ZITIERTE PASSAGE:
Guten Tag
Mein Klient ist bei seiner eigenen GmbH angestellt und hat aktuell eine sehr schlechte Auftragslage. Er hat Anspruch auf Corona Erwerbsersatzentschädigung. Obwohl er aktuell kein anderes Einkommen hat, um seinen Lebensunterhalt zu bestreiten, wird diese Entschädigung von der Ausgleichskasse direkt mit Ausständen der Firma bei der Ausgleichskasse (AHV, ALV-Beiträge) verrechnet, so dass er auf Monate hinaus kein Einkommen haben wird. Gemäss Auskunft der Ausgleichskasse Bern wird das bei allen juristischen Firmen so gehandhabt.
Wie müsste mein Klient vorgehen, damit er die Möglichkeit bekommt, die Corona-Ersatzentschädigung für seinen Lebensunterhalt zu verwenden?
Vielen Dank für eine Einschätzung von Euch!
Freundliche Grüsse
Markus Widmer
Frage beantwortet am
Peter Mösch Payot
Expert*in Sozialversicherungsrecht
Sehr geehrter Herr Widmer
Es geht bei den hier in Frage stehenden Leistungen wohl um Leistungen gemäss Art. 2 Abs. 3 und Abs. 3bis der Verordnung über Massnahmen bei Erwerbsausfall im Zusammenhang mit dem Coronavirus (SR 830.31).
Die Veordnung und die Basis in Art. 15 des zu Grunde liegende Covid-Gesetz (SR 818.102; https://www.fedlex.admin.ch/eli/cc/2020/711/de sieht keinen Verweis auf eine Verrechnungsmöglichkeit vor.
Nach meinen Recherchen besteht zur Frage keine Rechtsprechung.
Nach meiner Ansicht besteht bei dieser Rechtslage aktuell keine Rechtsgrundlage, die Covid-EO-Ansprüche mti Gegenansprüchen nach AHVG oder AVIG zu verrechnen. Es fehlt nämlich jeder Verweis auf entsprechende Verrechnungsgrundlagen des EOG (Art. 20 Abs. 2 EOG) der oder AHVG (Art. 20 AHVG).

BEREITGESTELLTE ZEILEN:
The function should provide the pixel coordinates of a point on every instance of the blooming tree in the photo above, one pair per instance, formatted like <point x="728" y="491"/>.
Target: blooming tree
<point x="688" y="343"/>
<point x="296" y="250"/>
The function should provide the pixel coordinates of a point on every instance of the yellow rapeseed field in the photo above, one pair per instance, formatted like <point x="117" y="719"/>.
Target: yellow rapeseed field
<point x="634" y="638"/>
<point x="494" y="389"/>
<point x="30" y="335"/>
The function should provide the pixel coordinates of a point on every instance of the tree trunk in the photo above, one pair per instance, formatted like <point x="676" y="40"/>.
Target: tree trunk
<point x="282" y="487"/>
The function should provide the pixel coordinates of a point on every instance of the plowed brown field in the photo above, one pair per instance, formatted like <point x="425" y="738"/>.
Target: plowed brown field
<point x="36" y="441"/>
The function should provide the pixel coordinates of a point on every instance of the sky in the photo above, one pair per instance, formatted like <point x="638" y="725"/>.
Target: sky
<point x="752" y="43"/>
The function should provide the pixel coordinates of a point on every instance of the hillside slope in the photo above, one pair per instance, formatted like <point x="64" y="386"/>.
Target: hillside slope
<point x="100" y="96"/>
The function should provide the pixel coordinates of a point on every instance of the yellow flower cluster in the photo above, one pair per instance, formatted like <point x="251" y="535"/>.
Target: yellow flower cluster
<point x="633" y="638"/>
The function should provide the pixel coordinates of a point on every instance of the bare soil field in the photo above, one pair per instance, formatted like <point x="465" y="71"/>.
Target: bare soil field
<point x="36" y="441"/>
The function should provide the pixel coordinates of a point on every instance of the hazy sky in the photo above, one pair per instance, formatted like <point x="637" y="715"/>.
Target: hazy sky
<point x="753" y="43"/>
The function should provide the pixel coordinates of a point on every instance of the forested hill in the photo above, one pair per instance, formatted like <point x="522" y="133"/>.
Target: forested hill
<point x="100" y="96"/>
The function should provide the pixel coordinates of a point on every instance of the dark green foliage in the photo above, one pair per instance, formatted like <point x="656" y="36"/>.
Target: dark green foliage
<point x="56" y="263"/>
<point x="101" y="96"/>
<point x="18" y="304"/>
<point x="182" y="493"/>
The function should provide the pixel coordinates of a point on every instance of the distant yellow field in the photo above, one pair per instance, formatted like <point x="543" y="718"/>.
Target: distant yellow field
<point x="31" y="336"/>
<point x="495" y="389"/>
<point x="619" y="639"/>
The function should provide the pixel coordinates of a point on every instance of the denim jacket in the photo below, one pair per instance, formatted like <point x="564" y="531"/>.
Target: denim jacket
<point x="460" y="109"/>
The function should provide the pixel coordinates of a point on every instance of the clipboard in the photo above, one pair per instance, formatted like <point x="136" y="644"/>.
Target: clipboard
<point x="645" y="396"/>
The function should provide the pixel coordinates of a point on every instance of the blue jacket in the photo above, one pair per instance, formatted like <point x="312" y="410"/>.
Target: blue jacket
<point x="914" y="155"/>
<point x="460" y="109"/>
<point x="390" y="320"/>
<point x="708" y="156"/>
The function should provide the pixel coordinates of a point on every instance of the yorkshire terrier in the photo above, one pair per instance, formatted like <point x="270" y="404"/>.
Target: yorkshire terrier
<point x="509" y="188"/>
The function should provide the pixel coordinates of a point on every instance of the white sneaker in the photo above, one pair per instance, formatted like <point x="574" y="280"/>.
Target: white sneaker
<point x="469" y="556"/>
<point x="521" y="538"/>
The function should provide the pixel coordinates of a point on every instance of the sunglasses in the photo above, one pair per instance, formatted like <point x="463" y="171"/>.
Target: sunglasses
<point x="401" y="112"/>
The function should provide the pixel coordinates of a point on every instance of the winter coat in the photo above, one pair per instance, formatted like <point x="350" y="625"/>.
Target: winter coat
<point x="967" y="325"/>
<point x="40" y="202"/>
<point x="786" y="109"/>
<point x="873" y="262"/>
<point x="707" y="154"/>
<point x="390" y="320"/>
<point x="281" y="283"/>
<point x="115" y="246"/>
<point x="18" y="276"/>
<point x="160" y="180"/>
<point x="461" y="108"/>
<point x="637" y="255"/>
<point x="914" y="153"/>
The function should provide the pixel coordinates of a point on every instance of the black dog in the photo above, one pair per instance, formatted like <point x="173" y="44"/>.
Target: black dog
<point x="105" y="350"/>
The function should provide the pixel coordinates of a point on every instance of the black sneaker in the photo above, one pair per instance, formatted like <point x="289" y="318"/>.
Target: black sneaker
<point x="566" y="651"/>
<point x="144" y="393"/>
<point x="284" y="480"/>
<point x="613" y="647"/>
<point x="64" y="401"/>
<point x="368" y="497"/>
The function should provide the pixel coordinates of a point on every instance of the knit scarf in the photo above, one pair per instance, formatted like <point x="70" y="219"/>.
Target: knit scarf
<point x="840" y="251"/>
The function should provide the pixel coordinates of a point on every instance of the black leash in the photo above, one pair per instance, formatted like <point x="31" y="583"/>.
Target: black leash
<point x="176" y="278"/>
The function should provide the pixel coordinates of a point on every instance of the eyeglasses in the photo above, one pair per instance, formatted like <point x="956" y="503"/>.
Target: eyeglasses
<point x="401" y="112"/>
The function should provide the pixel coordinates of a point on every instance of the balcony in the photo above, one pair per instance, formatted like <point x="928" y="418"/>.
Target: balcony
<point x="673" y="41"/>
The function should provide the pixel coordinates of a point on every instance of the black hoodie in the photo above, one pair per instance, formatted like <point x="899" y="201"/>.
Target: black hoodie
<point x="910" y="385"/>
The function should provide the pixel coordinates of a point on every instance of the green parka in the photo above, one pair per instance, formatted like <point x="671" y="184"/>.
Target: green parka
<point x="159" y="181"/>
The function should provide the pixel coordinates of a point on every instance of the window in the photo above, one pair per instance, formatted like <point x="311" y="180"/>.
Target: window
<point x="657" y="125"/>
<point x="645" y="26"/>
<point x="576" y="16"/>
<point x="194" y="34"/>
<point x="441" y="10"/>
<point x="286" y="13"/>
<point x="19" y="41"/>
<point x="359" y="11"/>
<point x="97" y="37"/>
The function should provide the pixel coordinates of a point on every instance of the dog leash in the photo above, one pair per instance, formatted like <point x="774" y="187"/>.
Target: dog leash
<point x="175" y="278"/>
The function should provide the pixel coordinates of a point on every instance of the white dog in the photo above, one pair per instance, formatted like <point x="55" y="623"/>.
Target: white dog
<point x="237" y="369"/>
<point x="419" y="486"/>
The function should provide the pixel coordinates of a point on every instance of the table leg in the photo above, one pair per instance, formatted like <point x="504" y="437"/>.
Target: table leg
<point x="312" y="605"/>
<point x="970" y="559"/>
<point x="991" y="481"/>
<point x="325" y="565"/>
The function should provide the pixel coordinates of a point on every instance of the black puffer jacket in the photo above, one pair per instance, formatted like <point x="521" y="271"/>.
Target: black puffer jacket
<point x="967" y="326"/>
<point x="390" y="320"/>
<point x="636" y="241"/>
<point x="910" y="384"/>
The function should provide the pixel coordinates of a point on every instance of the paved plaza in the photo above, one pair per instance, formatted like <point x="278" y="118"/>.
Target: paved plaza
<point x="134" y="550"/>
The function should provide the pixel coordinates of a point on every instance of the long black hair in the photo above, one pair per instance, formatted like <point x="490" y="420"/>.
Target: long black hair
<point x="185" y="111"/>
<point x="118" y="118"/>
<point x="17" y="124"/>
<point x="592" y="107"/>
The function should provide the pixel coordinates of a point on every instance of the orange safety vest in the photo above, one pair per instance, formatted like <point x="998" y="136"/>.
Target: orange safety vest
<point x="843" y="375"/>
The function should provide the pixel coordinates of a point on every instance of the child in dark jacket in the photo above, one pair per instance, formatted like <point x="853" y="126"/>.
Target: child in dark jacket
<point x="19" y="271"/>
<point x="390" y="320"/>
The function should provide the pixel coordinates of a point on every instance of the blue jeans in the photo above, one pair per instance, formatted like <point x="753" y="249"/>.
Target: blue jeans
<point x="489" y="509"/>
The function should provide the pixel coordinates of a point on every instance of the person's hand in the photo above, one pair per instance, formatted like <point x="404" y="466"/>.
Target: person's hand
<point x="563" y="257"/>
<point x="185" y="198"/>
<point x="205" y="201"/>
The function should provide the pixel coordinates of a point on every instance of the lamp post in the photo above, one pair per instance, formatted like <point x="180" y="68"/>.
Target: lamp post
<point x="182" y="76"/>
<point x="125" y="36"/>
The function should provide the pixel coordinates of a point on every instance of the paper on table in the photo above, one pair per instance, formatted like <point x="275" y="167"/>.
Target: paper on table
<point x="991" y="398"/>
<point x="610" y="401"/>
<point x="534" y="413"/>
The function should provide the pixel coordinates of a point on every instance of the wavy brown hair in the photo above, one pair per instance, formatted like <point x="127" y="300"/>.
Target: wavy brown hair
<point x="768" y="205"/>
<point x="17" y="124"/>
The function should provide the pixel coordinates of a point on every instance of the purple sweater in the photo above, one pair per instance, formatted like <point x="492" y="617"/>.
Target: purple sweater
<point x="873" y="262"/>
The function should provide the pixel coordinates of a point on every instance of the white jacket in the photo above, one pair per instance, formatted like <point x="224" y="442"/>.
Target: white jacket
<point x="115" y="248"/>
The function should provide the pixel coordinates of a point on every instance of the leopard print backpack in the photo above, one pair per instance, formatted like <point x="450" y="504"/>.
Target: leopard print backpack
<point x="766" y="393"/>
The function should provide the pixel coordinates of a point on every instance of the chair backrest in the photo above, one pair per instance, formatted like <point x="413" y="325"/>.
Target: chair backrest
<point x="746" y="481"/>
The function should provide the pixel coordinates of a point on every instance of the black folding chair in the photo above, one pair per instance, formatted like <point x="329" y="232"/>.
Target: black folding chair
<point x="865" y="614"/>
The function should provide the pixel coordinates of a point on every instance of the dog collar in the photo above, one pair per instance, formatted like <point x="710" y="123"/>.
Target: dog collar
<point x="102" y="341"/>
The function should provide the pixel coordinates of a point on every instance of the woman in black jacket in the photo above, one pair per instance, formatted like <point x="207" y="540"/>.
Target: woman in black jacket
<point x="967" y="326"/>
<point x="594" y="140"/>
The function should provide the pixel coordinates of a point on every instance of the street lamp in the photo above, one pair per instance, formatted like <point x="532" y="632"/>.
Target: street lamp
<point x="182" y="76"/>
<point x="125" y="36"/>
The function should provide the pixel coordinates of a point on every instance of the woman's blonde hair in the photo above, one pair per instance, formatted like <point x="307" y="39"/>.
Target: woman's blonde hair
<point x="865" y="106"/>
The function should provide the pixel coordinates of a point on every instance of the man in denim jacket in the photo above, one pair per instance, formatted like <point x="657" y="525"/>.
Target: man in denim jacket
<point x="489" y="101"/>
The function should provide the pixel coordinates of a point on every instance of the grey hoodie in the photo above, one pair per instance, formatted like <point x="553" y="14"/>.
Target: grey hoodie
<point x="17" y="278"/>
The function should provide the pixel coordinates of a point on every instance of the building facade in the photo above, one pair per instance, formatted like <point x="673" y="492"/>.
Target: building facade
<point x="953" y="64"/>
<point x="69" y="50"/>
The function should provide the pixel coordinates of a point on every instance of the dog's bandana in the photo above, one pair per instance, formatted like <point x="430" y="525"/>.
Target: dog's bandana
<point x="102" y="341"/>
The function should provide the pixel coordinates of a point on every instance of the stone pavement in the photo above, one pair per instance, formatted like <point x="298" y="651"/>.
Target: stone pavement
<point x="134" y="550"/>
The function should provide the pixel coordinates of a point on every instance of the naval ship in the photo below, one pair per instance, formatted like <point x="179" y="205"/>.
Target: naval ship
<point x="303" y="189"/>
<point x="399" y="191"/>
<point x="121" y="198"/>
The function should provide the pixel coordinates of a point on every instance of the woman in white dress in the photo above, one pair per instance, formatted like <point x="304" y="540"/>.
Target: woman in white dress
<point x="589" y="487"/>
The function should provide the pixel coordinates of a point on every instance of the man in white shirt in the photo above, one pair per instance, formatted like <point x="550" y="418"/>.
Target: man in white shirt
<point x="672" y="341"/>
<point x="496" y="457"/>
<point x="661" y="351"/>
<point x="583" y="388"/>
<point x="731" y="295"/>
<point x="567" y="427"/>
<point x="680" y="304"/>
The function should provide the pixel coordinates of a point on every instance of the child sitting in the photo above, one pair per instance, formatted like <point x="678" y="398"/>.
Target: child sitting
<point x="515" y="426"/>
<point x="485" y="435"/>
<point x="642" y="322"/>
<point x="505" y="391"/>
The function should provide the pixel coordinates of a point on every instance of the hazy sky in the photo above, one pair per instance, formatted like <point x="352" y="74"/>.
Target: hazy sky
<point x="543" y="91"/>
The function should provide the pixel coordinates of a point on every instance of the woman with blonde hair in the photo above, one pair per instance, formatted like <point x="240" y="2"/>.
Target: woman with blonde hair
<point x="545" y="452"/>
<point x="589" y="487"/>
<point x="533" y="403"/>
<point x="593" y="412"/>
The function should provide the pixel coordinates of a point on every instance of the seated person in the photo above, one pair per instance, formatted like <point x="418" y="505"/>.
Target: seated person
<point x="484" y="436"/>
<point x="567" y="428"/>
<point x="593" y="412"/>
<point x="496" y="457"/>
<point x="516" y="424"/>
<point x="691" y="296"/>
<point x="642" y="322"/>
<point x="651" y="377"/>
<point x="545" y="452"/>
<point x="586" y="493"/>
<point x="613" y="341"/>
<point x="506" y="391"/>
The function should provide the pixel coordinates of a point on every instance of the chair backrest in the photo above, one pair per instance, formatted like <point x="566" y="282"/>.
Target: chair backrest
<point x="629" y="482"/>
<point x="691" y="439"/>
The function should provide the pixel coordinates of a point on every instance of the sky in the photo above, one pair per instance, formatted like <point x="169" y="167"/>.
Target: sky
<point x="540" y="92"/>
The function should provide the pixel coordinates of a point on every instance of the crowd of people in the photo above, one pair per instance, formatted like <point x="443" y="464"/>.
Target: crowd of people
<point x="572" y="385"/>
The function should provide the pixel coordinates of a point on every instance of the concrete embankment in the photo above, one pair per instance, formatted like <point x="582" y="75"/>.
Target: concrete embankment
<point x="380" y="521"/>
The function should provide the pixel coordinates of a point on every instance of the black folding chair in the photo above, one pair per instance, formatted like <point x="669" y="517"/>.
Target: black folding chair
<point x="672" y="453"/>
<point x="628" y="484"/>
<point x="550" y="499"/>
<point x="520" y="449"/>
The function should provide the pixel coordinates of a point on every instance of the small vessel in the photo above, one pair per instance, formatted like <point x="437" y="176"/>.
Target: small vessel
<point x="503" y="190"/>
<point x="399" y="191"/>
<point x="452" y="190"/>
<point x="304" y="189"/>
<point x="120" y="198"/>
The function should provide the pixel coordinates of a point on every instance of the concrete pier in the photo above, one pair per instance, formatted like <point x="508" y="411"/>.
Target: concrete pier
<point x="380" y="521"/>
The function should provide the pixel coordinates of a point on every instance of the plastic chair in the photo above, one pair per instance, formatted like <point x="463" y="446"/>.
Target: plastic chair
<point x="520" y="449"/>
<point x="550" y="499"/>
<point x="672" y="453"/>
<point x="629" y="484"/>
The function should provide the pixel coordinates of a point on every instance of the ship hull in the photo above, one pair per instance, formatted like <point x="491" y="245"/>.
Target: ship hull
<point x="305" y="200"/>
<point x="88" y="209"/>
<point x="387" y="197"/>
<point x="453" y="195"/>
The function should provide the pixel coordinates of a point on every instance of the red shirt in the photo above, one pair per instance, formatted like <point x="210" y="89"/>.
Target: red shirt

AUSZUFÜHRENDE AUFGABE:
Zitiere die zitierte Passage über die Verrechnung der Corona-Erwerbsersatzentschädigung vollständig und ohne jede Änderung.

ANTWORT:
Guten Tag
Mein Klient ist bei seiner eigenen GmbH angestellt und hat aktuell eine sehr schlechte Auftragslage. Er hat Anspruch auf Corona Erwerbsersatzentschädigung. Obwohl er aktuell kein anderes Einkommen hat, um seinen Lebensunterhalt zu bestreiten, wird diese Entschädigung von der Ausgleichskasse direkt mit Ausständen der Firma bei der Ausgleichskasse (AHV, ALV-Beiträge) verrechnet, so dass er auf Monate hinaus kein Einkommen haben wird. Gemäss Auskunft der Ausgleichskasse Bern wird das bei allen juristischen Firmen so gehandhabt.
Wie müsste mein Klient vorgehen, damit er die Möglichkeit bekommt, die Corona-Ersatzentschädigung für seinen Lebensunterhalt zu verwenden?
Vielen Dank für eine Einschätzung von Euch!
Freundliche Grüsse
Markus Widmer
Frage beantwortet am
Peter Mösch Payot
Expert*in Sozialversicherungsrecht
Sehr geehrter Herr Widmer
Es geht bei den hier in Frage stehenden Leistungen wohl um Leistungen gemäss Art. 2 Abs. 3 und Abs. 3bis der Verordnung über Massnahmen bei Erwerbsausfall im Zusammenhang mit dem Coronavirus (SR 830.31).
Die Veordnung und die Basis in Art. 15 des zu Grunde liegende Covid-Gesetz (SR 818.102; https://www.fedlex.admin.ch/eli/cc/2020/711/de sieht keinen Verweis auf eine Verrechnungsmöglichkeit vor.
Nach meinen Recherchen besteht zur Frage keine Rechtsprechung.
Nach meiner Ansicht besteht bei dieser Rechtslage aktuell keine Rechtsgrundlage, die Covid-EO-Ansprüche mti Gegenansprüchen nach AHVG oder AVIG zu verrechnen. Es fehlt nämlich jeder Verweis auf entsprechende Verrechnungsgrundlagen des EOG (Art. 20 Abs. 2 EOG) der oder AHVG (Art. 20 AHVG).